> **Your task**: The records that follow must be repeated exactly, except for their pictures.

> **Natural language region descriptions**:
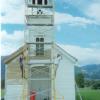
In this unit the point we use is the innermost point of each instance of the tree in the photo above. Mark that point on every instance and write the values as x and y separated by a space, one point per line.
80 80
96 85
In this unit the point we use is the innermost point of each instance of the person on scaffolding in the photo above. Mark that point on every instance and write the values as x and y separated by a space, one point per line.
22 66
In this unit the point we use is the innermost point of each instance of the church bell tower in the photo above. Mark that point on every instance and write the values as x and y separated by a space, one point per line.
39 38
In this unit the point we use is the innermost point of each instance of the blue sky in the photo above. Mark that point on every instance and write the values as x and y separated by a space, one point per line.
77 27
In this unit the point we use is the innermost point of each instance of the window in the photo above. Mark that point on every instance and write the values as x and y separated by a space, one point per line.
39 46
40 2
45 2
33 1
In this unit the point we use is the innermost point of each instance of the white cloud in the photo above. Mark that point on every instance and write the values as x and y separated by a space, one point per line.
71 20
13 11
84 55
93 11
11 42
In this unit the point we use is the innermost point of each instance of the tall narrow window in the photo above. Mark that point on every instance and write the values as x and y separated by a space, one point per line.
33 1
40 2
45 2
39 46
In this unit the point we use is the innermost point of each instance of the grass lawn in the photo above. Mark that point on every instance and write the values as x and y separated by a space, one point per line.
89 94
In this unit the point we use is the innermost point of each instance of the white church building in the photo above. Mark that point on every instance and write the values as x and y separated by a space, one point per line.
41 69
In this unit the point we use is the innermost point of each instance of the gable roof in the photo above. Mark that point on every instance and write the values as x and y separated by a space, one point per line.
24 47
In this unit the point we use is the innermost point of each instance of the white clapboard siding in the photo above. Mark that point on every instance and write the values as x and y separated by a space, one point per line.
65 83
14 92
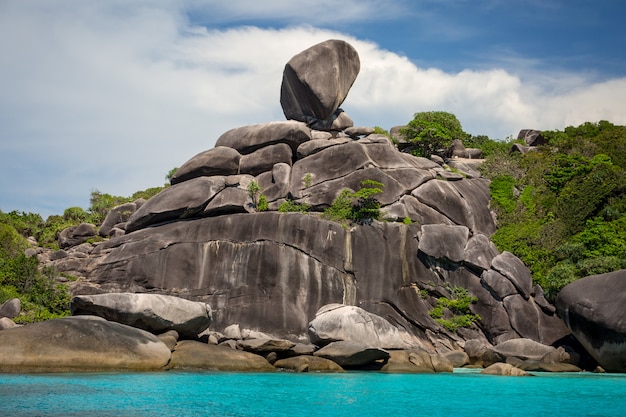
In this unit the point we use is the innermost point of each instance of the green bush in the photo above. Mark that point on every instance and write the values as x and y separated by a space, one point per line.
288 206
459 306
568 219
431 131
360 207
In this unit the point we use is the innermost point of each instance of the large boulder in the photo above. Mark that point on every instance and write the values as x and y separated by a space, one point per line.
350 354
317 80
247 139
337 322
152 312
80 344
308 363
221 160
189 354
179 201
593 309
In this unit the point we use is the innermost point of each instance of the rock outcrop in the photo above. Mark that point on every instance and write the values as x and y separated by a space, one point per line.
205 238
316 81
80 344
593 309
152 312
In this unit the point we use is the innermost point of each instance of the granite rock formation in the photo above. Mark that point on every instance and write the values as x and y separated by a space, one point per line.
593 309
205 239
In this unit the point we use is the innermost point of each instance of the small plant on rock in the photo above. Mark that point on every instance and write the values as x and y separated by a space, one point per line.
458 306
360 207
259 200
290 206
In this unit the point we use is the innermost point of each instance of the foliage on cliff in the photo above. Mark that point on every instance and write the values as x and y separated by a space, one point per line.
20 277
562 209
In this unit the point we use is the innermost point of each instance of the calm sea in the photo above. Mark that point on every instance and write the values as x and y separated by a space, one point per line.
288 394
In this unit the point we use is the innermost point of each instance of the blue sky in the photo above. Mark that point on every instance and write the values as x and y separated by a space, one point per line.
110 95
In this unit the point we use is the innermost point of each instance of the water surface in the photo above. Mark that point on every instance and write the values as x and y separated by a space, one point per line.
288 394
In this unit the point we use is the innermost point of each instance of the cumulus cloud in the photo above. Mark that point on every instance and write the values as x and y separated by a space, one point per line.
110 96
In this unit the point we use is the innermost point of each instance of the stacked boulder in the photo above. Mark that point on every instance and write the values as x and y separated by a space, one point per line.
205 238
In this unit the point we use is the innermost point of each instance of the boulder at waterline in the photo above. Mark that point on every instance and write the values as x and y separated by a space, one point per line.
155 313
308 363
80 344
352 354
335 322
189 354
593 309
504 369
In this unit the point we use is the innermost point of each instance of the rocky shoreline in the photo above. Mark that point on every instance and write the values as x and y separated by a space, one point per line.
214 273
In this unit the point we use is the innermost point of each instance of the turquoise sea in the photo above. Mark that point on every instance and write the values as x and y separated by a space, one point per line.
162 394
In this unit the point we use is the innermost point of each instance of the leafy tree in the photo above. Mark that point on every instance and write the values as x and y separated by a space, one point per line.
562 209
431 131
360 206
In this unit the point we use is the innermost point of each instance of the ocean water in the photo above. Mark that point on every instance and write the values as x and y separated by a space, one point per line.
165 394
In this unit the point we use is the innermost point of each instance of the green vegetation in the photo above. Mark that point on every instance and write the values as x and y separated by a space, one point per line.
431 131
259 200
454 313
307 180
357 206
41 297
562 209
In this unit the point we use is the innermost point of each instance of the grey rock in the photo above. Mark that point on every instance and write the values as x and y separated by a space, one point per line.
523 349
248 139
180 201
219 161
233 332
593 309
264 345
275 183
316 145
265 158
503 369
230 200
152 312
515 271
444 242
337 322
532 137
498 284
118 214
458 358
480 251
170 338
317 80
358 131
189 354
77 344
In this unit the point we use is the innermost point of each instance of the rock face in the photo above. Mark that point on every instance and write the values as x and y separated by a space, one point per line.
337 322
204 238
593 308
73 345
189 354
152 312
317 81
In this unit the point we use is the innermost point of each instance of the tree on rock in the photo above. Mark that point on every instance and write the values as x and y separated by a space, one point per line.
431 131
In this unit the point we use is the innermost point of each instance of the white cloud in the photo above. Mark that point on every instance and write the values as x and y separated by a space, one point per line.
98 97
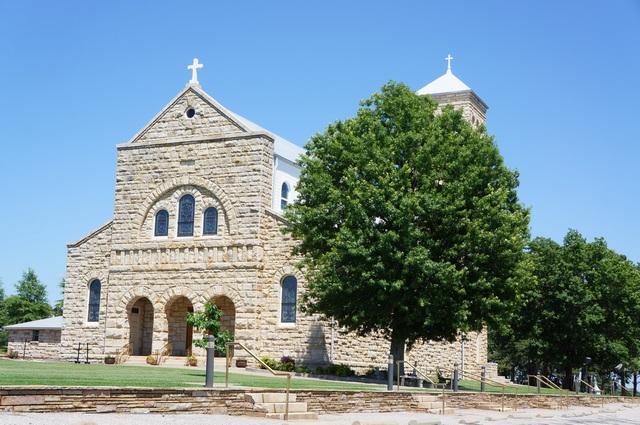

> **Answer to this task**:
In this unit the point we use is the innermost point of each instance of the tree in the photo above. Mark that point on every instance and write the values as x and y separated by a space, one point per line.
80 80
96 85
In this unit the point we use is the innermost point of each instance of the person on scaffolding in the photo above. Mark that point on every instance and write the values as x and y separated by a space, one point per line.
22 66
In this unit the point we use is the innermost point of each instance of the church bell tower in the photo above. Mark that point on every instance and write the values as x and y separated by a space, one point per line.
39 38
In this unit the point we use is the innermost point of each instance of the blue sky in the photo above. Mark that point on every instance and write the values as x and y separated by a space, one point per line.
77 27
In this unit the point we use is the innermost point of each instance of the window in the photo above. Mark that point on every instance and write the values as x and y separated by a space, one point per line.
39 46
40 2
45 2
33 1
In this unit the point we use is the innermost point of each instance of the white cloud in the photo above. Mark that point on every instance and write the values as x and y separated by a space, one point per line.
71 20
13 11
84 55
93 11
11 42
In this unit the point we use is the innermost point of each instance of the tall narrow window in the photo above. Mark that point on every instance and write the values as x and y separated by a space, one point per line.
33 1
40 2
45 2
39 46
In this unit the point we use is the innermost point of each instance of the grass lawn in the photo above. Mark that point on every instance and write the values as x and y separated by a space, one point per line.
89 94
In this unit the point we use is the innermost point of each instance of the white church building in the photo above. Mark that point on every instance and write the values as x and y separated by a space, one point per line.
41 69
In this unit the point we use is the innermost point of each instance of the gable roof in the photo above. Mark that point on every instance and write the values as x and y separated by a space, one point per line.
24 47
In this unit the point we use is the innermost point of each instance of the white clapboard siding in the photo above. Mark that point on every instance and write the values as x and y separated by a space, one point per line.
65 83
14 92
In this unit the point we use is the innermost point of each instance of the green bush in the photo above. Mark that point on every instance and write the values as x and y separated by a space, one point per line.
288 206
459 306
568 219
431 131
360 207
In this unit the point we use is the innermost point of each instance of the large boulder in the photo above. Mark that point on every instance and write the values as x and y separated by a space, one point per line.
350 354
317 80
247 139
337 322
152 312
80 344
308 363
221 160
189 354
179 201
593 309
In this unit the point we use is the innermost point of each instance of the rock outcrop in the photo above. Mark that point on every instance and write the values as x and y separated by a space, one point per line.
205 238
316 81
80 344
593 309
152 312
In this unit the point we use is the innermost point of each instance of the granite rock formation in the photo above. Mark that point on every instance and write the values as x and y separated by a space, one point per line.
593 309
205 239
In this unit the point we use is the innermost point of each instance of the small plant on rock in the photo above. Mark that point on every instance and write the values as x and y separated by a space, one point per line.
458 306
360 207
259 200
290 206
In this unit the point we use is the innermost point of each instance of the foliage on cliff in the photo above. Mark that point on every instance and write the values as x and y separated by a space, one point per line.
20 277
562 209
In this unit the point we use is the innermost point of each instance of the calm sea in the photo above. Mark that point on every instance and write the values as x and y separated by a space, one point per line.
288 394
In this unit the point we use is the innermost point of each instance of the blue sky in the photo above. Mark that point on every instance and write the values as x and y separated by a space, one point per line.
110 95
In this unit the point we use is the innermost point of each instance of the water surface in the photo above. Mark that point on every instance and write the values as x and y separated by a space, one point per line.
288 394
In this unit the point we use is the innermost point of each instance of the cumulus cloud in the photo above. Mark that point on every instance and write the values as x and y separated by a space, one point per line.
110 96
In this unit the point we use is the innermost point of each instance of the stacked boulder in the photo above. Mark that point on every instance and write the values as x and y separated by a space, one point per line.
205 238
In this unit the point we use is the innermost point of each instance of the boulder at waterline in the photo above. Mark that point on every instance and write the values as x and y separated by a space, one point per line.
155 313
308 363
80 344
352 354
335 322
189 354
593 309
504 369
In this unit the point we use is the innermost point of each instance of the rocky shoreline in the photo above. Mark that point on every instance and write the values as x and y separated by a space, one point per line.
214 273
In this unit the point we use is the innermost point of each instance of the turquoise sea in the photo above. Mark that point on every instance and write the values as x and y separated by a space, one point per line.
162 394
In this unit the point we use is the innermost point of each instance of the leafy tree in the photo above. Mark that point on every instance and write the values as x and y separated by a space, one point per line.
562 209
431 131
360 206
In this unit the point we use is the innermost point of each instance of the ocean water in the photo above. Mark that point on every instance and write the values as x and y separated by a space, one point per line.
165 394
In this unit the point we use is the innermost point of each instance of the green vegetation in the photo above. Mark that point on every instance and write the values as x and y separated by a space, one point per line.
431 131
259 200
454 313
307 180
357 206
41 297
562 209
In this unit the point we use is the innermost point of each instance of the grey rock in the photo above. Mark that point on every instance and write the values as x and y separated by a space, one point per line.
523 349
248 139
180 201
219 161
233 332
593 309
264 345
275 183
316 145
265 158
503 369
230 200
152 312
515 271
444 242
337 322
532 137
498 284
118 214
458 358
480 251
170 338
317 80
358 131
189 354
77 344
In this unit the point we use is the innermost point of each instance of the rock face in the photo above. Mark that point on every instance and write the values as x and y separated by a space, one point per line.
337 322
204 238
593 308
73 345
189 354
152 312
317 81
In this unit the point we use is the innermost point of each instance of the tree on rock in the photo above. Mark that point on every instance and write the values as x and y separated by a space, one point per line.
431 131
In this unit the point we use is the innermost point of each instance of the white cloud in the photo above. Mark that point on every instance and write the values as x and y separated by a space, one point per line.
98 97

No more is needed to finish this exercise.